___ Estratto della pagina
Secondo. Tra i costi della sua azienda ci sono anche le fatture dell’esperto del lavoro. Infatti Fidenato deve lavorare “a gratis” per lo stato e operare come “sostituto d’imposta” dei suoi sei dipendenti, versando le loro tasse e i loro contributi sociali. Questo ormai è diventato un vero e proprio lavoro e quasi ogni mese ci sono nuove “racole” e adempimenti burocratici. In Italia in media i cittadini dedicano al fisco 360 ore all’anno (45 giorni) . In Svizzera le ore sono 63 (8 giorni). Fonte Doing Business 2008.

Terzo. In tutto il mondo i libertari sono pochi. Per forza sono pochi: non sono in ginocchio, non obbediscono, non baciano gli anelli dei padrini e non cercano di “fare carriera”. Li riconosci subito perché sono quelli che non mettono in galera i loro pensieri e dicono sempre quello che pensano. Leggono molto. L’ultima volta che ho sentito Fidenato al telefono mi ha ricordato che l’articolo 5 della Carta dei diritti fondamentali dell’Unione Europea dice che “nessuno può essere costretto a compiere un lavoro forzato o obbligatorio”. Ma lo stato italiano, con la sua legge sui “sostituti d’imposta” obbliga gli imprenditori a lavorare per lui.

Quarto. Dal primo di gennaio ’09 Fidenato ha deciso di mettere nella busta paga dei dipendenti tutto il loro stipendio lordo, ricordandogli che devono versare le loro tasse e i contributi sociali. Fidenato non evade nemmeno un centesimo di Euro.

Quinto. In questo modo i suoi dipendenti sono più consapevoli perché a) sanno quanto è il loro vero costo per la ditta e b) “toccano con mano” il costo delle Pubbliche Amministrazioni e il peso e le complicazioni della burocrazia.
______
___ Dati forniti
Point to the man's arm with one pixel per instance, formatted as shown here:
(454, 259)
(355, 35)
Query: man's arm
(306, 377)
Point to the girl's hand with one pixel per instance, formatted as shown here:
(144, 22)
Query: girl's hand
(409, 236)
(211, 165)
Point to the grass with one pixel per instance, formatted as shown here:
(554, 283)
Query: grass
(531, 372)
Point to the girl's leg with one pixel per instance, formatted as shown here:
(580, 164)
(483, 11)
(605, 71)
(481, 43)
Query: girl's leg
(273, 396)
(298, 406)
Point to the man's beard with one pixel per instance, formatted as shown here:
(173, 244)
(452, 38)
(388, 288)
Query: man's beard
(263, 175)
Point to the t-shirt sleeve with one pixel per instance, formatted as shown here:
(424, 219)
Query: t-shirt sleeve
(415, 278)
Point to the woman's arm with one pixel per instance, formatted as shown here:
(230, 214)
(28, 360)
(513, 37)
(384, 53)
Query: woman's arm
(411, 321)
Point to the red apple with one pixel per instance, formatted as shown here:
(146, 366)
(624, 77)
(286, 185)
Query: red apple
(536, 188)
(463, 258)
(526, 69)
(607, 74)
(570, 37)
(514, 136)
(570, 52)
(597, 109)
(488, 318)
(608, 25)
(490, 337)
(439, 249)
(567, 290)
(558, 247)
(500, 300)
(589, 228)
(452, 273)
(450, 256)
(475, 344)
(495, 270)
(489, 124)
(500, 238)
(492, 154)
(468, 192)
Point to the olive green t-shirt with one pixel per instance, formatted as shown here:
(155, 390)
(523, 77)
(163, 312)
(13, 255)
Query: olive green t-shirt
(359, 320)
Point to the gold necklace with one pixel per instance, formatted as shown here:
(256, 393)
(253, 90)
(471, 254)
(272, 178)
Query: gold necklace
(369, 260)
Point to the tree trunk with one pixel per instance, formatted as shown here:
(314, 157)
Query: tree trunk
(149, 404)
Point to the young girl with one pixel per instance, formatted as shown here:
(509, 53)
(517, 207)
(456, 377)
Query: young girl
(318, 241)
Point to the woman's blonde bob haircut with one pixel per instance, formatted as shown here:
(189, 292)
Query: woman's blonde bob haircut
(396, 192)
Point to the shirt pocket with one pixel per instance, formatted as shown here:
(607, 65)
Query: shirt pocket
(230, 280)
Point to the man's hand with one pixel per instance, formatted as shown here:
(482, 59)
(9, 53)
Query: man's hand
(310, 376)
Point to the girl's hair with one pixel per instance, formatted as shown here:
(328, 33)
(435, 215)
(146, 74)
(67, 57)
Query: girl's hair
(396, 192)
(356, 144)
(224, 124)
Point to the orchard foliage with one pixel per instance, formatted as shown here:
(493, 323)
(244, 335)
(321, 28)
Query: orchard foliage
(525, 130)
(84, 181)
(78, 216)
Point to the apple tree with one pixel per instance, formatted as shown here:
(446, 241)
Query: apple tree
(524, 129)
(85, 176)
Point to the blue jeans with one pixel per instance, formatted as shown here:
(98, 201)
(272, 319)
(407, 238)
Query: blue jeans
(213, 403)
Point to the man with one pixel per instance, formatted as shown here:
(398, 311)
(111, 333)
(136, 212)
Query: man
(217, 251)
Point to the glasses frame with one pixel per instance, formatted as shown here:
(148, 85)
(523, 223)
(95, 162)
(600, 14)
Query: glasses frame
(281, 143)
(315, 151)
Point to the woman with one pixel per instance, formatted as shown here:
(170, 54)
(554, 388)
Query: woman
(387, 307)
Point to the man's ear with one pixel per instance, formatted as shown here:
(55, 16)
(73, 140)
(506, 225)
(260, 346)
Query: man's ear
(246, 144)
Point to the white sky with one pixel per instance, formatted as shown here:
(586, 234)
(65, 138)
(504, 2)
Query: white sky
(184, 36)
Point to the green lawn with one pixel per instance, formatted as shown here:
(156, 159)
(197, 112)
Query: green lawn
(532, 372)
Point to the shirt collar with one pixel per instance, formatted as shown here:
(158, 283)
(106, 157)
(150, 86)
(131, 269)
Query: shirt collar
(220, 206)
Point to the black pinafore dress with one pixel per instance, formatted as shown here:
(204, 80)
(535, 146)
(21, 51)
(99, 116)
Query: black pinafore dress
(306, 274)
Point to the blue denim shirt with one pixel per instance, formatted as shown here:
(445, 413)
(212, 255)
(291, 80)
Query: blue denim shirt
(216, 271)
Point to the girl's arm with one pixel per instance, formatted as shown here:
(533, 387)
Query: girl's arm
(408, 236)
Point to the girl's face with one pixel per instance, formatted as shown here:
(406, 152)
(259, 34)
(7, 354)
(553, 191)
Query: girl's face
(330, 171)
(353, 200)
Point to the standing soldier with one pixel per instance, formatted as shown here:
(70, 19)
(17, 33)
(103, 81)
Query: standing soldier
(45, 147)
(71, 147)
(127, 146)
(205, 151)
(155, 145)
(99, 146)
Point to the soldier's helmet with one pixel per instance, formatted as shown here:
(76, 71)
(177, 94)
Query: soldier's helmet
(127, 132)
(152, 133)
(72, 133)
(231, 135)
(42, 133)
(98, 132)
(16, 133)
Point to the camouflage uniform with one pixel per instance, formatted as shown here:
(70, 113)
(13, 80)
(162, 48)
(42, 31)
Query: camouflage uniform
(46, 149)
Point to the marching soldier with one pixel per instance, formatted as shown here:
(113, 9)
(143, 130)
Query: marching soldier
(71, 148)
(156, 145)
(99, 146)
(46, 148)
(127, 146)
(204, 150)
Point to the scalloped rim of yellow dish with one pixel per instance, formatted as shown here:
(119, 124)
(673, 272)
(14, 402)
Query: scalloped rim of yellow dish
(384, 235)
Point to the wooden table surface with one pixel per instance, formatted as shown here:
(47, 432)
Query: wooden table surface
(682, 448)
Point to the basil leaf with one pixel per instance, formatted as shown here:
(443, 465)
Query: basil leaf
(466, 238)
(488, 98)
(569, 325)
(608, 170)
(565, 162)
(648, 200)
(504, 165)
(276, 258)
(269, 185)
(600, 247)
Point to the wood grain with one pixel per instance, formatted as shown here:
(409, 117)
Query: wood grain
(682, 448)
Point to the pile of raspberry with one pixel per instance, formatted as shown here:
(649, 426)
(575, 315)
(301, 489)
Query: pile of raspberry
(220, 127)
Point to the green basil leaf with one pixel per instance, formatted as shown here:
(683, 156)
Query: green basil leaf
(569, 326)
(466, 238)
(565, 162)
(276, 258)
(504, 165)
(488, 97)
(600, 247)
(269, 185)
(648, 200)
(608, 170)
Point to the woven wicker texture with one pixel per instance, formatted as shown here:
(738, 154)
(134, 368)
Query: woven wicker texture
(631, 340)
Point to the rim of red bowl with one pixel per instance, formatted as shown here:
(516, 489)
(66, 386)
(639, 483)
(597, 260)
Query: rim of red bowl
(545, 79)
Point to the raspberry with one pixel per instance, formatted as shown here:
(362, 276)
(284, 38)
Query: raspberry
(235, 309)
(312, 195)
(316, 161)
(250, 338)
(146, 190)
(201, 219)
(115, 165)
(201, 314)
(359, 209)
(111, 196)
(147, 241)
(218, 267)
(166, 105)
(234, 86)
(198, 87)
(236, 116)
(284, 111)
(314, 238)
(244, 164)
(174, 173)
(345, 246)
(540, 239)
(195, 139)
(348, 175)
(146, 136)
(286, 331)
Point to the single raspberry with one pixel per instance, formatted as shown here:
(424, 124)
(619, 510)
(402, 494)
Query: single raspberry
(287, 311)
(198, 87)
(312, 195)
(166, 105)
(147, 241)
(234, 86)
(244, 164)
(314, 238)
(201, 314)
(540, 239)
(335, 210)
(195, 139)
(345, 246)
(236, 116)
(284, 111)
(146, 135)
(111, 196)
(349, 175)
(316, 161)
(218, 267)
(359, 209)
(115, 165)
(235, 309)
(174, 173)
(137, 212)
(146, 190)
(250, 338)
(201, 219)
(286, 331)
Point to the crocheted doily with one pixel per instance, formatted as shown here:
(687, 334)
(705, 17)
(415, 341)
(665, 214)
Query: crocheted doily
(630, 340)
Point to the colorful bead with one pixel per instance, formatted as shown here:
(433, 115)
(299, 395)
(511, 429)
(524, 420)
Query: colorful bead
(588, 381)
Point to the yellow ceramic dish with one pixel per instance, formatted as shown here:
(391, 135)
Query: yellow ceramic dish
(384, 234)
______
» **Domande**
A – Ritrascrivi dall'estratto sul sostituto d'imposta il tratto che va da "Terzo. In tutto" fino a "lavorare per lui.".
B – Prosegui l'estratto sul sostituto d'imposta a partire dalla sua ultima frase.

» **Risposte in sequenza**
A –
Terzo. In tutto il mondo i libertari sono pochi. Per forza sono pochi: non sono in ginocchio, non obbediscono, non baciano gli anelli dei padrini e non cercano di “fare carriera”. Li riconosci subito perché sono quelli che non mettono in galera i loro pensieri e dicono sempre quello che pensano. Leggono molto. L’ultima volta che ho sentito Fidenato al telefono mi ha ricordato che l’articolo 5 della Carta dei diritti fondamentali dell’Unione Europea dice che “nessuno può essere costretto a compiere un lavoro forzato o obbligatorio”. Ma lo stato italiano, con la sua legge sui “sostituti d’imposta” obbliga gli imprenditori a lavorare per lui.

B –
Sesto. I dipendenti hanno provato a versare le tasse e i contributi, ma non è stato per niente facile perché l’agenzia delle entrate da loro non vuole i soldi: li vuole incassare dal “sostituto d’imposta”. Hanno pagato tutto, fino all’ultimo centesimo, con libretti al portatore inviati all’Agenzia delle entrate, ma l’Agenzia li ha fatti convocare dai Carabinieri per restituirli.

Settimo. E adesso viene il bello della storia. Dopo alcuni avvisi “bonari” l’INPS ha iscritto a ruolo i contributi e il 23 Luglio 09 ha mandato la cartella esattoriale a Fidenato, che così ha potuto portare la questione in tribunale. Il suo ricorso è di 23 pagine, è serio, non è ideologico, e cerca di dimostrare che la figura del “sostituto d’imposta ” è incostituzionale.

Ottavo. La comparsa di risposta dell’INPS è stata una vera sorpresa. Poteva cercare di dimostrare che Fidenato aveva torto, oppure poteva dichiarare che in teoria aveva ragione ma la Repubblica italiana e l’INPS hanno problemi di bilancio. Invece le cinque pagine del documento INPS mi sono sembrate sul piano della “lesa maestà”. La ricostruzione legislativa di Fidenato è definita “una via di mezzo tra l’innovativa e la bizzarra”. Sono citati Woody Allen e il film “il dittatore dello stato libero di Bananas”, gli attentati alle Twin Towers, la bolla immobiliare e i mutui subprime. Riconosce il “marasma normativo che è ormai diventato il nostro ordinamento giuridico nel suo complesso” ma poi suggerisce di “istruire al proprio interno un impiegato capace di redigere buste paga e quant’altro serve per i rapporti con l’Agenzia delle Entrate e gli Enti previdenziali”. Già, ma chi lo paga? Ma questi signori hanno una vaga idea dei problemi dei piccoli imprenditori italiani?

Nono. Il 19 Novembre il tribunale del lavoro di Pordenone ha sospeso l’esecutività delle cartelle esattoriali dell’INPS ed ha rinviato la discussione al 28 gennaio. Io farò tutto il possibile per essere a Pordenone quel giorno, con la speranza di un rinvio alla Carte Costituzionale.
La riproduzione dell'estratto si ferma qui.